* start Source text *

An Incredibly Overdue Explanation and Some Wise Words From the Heart

Tuesday, April 21, 2015




To say that things are different since I last posted is an utter understatement. I've grown immeasurably both physically and mentally, I've never been one to label myself by how many years I've spent on this planet but reaching certain milestones such as no longer being a teenager seems to do things to you. I have to constantly remind myself that this chapter of my life is getting very serious and that it will probably only be more so in the future. No matter how hard I fight it I am ever changing, learning and maturing and there is absolutely nothing wrong with it. I am becoming more independent with each passing day and I am only proud of myself for becoming the person I am today.

This past year has been full of so many personal hardships in so many forms and I've faced them all with understanding and treated them accordingly. I made a lot of mistakes in the way I let myself be placed in situations that I wasn't exactly comfortable in, and there was a lot of times where my priories were definitely askew. Nonetheless I don't regret any of it because every choice I have made in the past has allowed me to build character and flourish into who I now am. 

There's been countless hurdles and difficulties which have been thrown at me without my better judgement and I've just dealt with them as best I could. I've never met a strong person with an easy past, every single person you know probably has something that's happened to them that's worth falling to the ground and uncontrollably sobbing over and that's why it's so incredibly important to always be kind to one another. 

I feel blessed to have inherited my parents' good morals, sensibility and empathy for my fellow human being. Unfortunately there is a great deal of people out there that are only in it for themselves, which I've never been able to understand. If I'm upset the first thing I find myself doing is being kind to someone else because seeing others happy is contagious to me. Being the cause of someone else's contentment is almost indescribable, I haven't been able to find anything more satisfying than that.

The next thing I do is pinpoint the problem and go over it in my head until I can work out how to fix it or reduce it. Depending on what I'm dealing with the next step in resolving it differs, if it's a problem with a person then I think about how I can approach them about it or if it's even worth it, if it's a problem to do with work or studies then I ask myself how I can reduce the workload to limit stress or create a time management plan. If it's something out of my control then I just try my best, I focus on it if needed but I give myself time to be distracted from it too. If there's little things niggling at you then make it your first priority to sort them out, no one deserves to be upset for any reason and if you can solve your own problems then you'll be way better off.

* end Source text *
* start Items *

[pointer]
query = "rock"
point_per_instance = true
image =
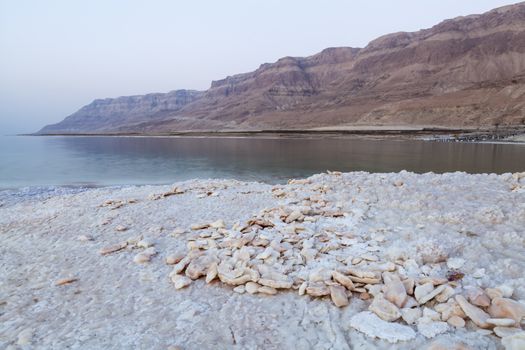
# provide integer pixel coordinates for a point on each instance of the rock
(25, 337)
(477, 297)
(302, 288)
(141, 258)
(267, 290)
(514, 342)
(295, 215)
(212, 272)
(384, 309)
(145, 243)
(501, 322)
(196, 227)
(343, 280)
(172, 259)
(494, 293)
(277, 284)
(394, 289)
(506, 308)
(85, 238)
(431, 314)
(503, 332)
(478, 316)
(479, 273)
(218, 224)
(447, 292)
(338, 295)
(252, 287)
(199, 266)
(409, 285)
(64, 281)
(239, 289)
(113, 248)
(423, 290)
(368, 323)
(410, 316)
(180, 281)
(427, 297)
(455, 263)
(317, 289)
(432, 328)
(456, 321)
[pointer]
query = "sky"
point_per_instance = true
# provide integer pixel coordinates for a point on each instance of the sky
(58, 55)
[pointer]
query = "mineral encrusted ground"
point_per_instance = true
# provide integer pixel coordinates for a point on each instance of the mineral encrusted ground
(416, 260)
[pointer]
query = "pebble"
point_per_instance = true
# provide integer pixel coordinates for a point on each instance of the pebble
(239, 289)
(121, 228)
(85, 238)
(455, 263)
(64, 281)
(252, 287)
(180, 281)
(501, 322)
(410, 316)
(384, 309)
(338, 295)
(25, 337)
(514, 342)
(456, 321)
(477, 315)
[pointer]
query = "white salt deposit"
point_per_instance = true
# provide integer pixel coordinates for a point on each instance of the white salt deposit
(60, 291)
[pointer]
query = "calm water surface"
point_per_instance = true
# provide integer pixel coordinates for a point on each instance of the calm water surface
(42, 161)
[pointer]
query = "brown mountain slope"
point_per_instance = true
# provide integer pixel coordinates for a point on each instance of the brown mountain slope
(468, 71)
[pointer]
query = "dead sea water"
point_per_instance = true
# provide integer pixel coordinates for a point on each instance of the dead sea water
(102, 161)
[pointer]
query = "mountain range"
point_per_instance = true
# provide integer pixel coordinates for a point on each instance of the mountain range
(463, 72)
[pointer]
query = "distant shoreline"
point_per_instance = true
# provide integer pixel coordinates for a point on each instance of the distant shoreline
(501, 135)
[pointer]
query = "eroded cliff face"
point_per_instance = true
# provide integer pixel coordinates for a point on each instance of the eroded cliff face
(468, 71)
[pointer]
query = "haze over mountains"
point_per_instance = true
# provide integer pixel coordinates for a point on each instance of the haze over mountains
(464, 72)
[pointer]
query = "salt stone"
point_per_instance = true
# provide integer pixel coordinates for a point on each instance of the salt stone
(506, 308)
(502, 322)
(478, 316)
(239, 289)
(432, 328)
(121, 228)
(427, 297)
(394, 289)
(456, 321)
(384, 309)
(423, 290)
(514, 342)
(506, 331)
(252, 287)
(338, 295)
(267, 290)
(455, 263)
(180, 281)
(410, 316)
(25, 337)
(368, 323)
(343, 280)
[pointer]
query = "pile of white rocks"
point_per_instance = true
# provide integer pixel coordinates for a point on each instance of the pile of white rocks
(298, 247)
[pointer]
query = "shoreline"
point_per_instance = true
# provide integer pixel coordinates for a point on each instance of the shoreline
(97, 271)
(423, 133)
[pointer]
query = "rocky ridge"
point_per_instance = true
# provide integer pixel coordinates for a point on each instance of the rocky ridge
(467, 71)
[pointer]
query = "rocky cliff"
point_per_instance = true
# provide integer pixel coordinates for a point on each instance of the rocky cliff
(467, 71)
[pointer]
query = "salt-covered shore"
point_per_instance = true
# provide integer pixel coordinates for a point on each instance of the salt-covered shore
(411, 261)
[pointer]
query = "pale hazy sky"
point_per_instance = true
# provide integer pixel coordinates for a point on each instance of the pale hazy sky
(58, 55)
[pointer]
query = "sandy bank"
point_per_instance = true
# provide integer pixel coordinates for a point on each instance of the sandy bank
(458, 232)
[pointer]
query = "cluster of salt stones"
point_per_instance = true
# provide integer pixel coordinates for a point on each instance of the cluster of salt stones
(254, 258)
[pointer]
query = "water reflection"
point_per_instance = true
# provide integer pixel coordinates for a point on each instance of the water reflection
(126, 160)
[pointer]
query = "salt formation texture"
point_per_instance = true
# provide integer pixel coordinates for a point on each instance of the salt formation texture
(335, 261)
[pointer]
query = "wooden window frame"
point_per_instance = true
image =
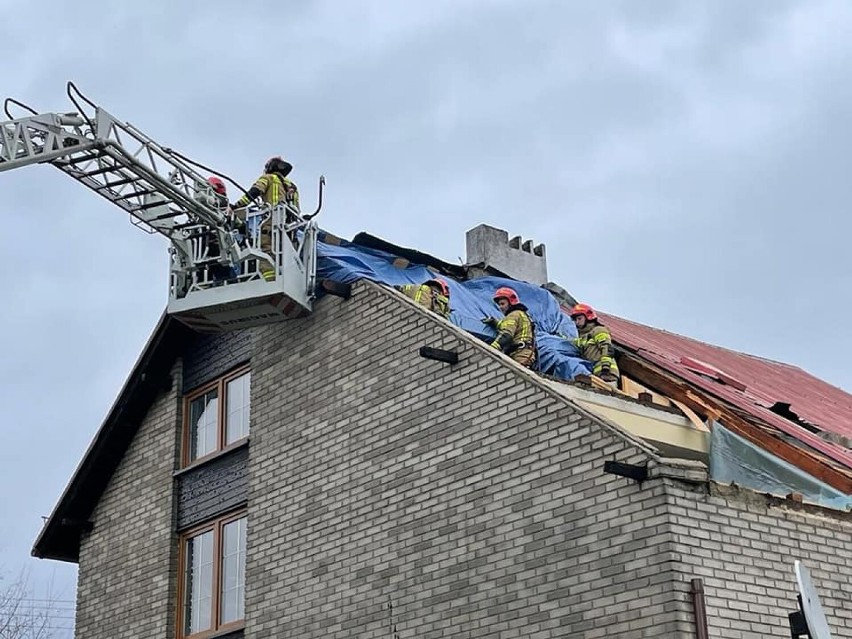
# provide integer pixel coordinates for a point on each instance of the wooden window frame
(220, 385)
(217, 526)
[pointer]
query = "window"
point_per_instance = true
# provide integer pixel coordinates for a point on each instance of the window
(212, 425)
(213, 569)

* end Items *

● **Requirement 1**:
In the blog post, what does the writer say they inherited from their parents?
● **Requirement 2**:
Extract every line of the records containing the string "salt". Case counts.
The blog post and the records are unrelated materials.

● **Full answer 1**:
Their parents' good morals, sensibility and empathy for their fellow human being.

● **Full answer 2**:
query = "white salt deposit"
# provide integer pixel coordinates for a point on each instance of the white salt deposit
query = "salt stone"
# provide integer pixel coordinates for a point on each instance of the salt stone
query = "salt-covered shore"
# provide integer pixel coordinates for a point on each instance of the salt-covered shore
query = "cluster of salt stones"
# provide integer pixel coordinates for a point on each instance of the cluster of salt stones
query = "salt formation texture"
# provide integer pixel coordinates for a point on each instance of the salt formation texture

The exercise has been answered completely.